Archiv für Juni 2025

Journal Sonntag, 1. Juni 2025 – Geschäftigkeit vor Arbeitsstart

Montag, 2. Juni 2025

Mai schon rum, dieses Jahr habe ich das Gefühl, nichts davon mitbekommen zu haben.

Der Morgen war wie angekündigt düster, aber mild genug für Balkonkaffee.

Für meinen Isarlauf setzte ich lieber eine Schirmmütze gegen potenzielle Regentropfen auf Brille auf, nahm auch statt Fahrrad die U-Bahn raus nach Thalkirchen, lief von dort Richtung Süden. Es wurde ein schöner Lauf, die wenigen Phasen Sprühregen beeinträchtigten ihn nicht. Ich bekam Blüten in vielen Farben und Formen zu sehen und zu riechen, die Pflanzenwelt barst vor Saft. Und ich begegnete Küken (bairisch Biberl) – es ist Flausch-Time! Der alte Körper spielte problemlos mit, ich achtete wieder darauf, nicht zu sehr auf dem Vorfuß zu federn; erst ganz am Ende zwickte die böse Wade ein wenig.

Blesshuhnnest im Hintergrund.

Regentropfen auf dem Hinterbrühler See.

Der Isarstand nicht ganz so elend niedrig wie auch schon.

Düsterer Himmel und Regen sorgten für Menschenarmut, herrlich.

Akelei mit Sinn für Location.

Bei Pullach.

Nach gut 100 Minuten Lauf nahm ich die U-Bahn zurück nach Hause.

Gestern kochte Herr Kaltmamsell schon mittags, denn zum Abendessen war ich anderweitig eingeladen.

Es gab die Agretti aus Ernteanteil als Pastagericht mit Pinienkernen und Parmesan, so schmeckte das Grüne so herb intensiv wie möglich.

Durchgetakteter Nachmittag bis Abendverabredung. Am Dienstag bin ich beruflich dran mit Kuchenmitbringen, da ich am Montagabend nicht zu Kuchenbacken gezwungen sein wollte, backte ich vor: Dieser klassische Nussbaiserkuchen (ein Rezept, das vermutlich auf handgeschriebenen oder Schreibmaschine-getippten Zetteln in vielen Küchen meiner Generation und der meiner Mutter herumliegt) schmeckt erfahrungsgemäß nach dem einen oder Tag sogar eh besser.

Wenn ich ein Foto vom angeschnittenen Kuchen machen kann, verblogge ich das Rezept in meiner jetzigen Version.

Nächster Programmpunkt Bügeln. Ich nutzte es für das Aufräumen eines lang offenen Podcast-Tabs:
Marina Weisband fragt in ihrem Podcast Wind und Wurzeln:
“Lohnt sich Fairness in der Politik?”
Wie erwartet mit vielen interessanten Gedanken (die zum Teil von Jeanette Hofmann in ihrem re:publica-Talk unterfüttert wurden), auch wenn ich nicht in jedem Detail mitgehe.

━━━━

- **Aufgabe A**
Womit wurden die Agretti laut dem Textauszug zu einem Pastagericht zubereitet?
- **Aufgabe B**
Gib das Stück des Textauszugs von "Akelei mit Sinn" bis "intensiv wie möglich." wieder und ersetze darin "Pinienkernen" durch "Walnüssen".
- **Aufgabe C**
Schreib den Textauszug zum Journaltag am 2. Juni 2025 bitte nach seinem letzten Satz weiter.

- **Vorliegende Daten**
━━━━

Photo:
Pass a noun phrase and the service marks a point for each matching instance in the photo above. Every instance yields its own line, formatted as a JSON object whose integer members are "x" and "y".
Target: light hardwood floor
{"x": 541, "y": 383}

━━━━

- **Ergebnis A**
Mit Pinienkernen und Parmesan.

- **Ergebnis B**
Akelei mit Sinn für Location.

Bei Pullach.

Nach gut 100 Minuten Lauf nahm ich die U-Bahn zurück nach Hause.

Gestern kochte Herr Kaltmamsell schon mittags, denn zum Abendessen war ich anderweitig eingeladen.

Es gab die Agretti aus Ernteanteil als Pastagericht mit Walnüssen und Parmesan, so schmeckte das Grüne so herb intensiv wie möglich.

- **Ergebnis C**
Während meiner Bügelstunden war es draußen wieder sonnig geworden, und sofort kam es durch die offene Balkontür sehr warm herein. Ich ließ es zu, da die kommenden Tage kühler werden sollen.

Brotzeitvorbereitung. Montagmorgen würde dem Arbeitsweg gehören, ich musste also wieder wie im Arbeitsrhythmus vorbloggen, abends war ich ja verabredet. Gleichzeitig sonntägliches Back-up. Nur ganz kurz ins Arbeitspostfach geblinzelt, keine Stinkbomben. (Nein, ich weiß auch nicht, was ich bei Auffinden von ebensolchen getan hätte.)

Dann aber aufbrezeln und ab in die Brasserie Colette. Dort gab es Cremant, Garnele Marocain (die ich in sehr guter Erinnerung hatte – zurecht), Cannelloni (die sich als ein aufrechtes Stück gefüllte Teigrolle erwies) in sehr feiner Erbsensuppe mit einem Glas Sauvignon Blanc, vor allem aber Erzählungen von einer Konferenz in Florenz samt ausgesprochen hochklassiger Unterbringung, von einem Stadtetripp nach Prag (der allerdings meine Trauer verstärkte, dass ich diese komplett überrannte Stadt niemals besuchen werde, Spuren Friedrich Torbergs würde ich ohnhin in diesen Touristenzirkus nicht finden – Prag vor 30 Jahren ist weit oben auf meiner Zeitreise-Liste). Heimweg durch eine warme und schwüle Nacht.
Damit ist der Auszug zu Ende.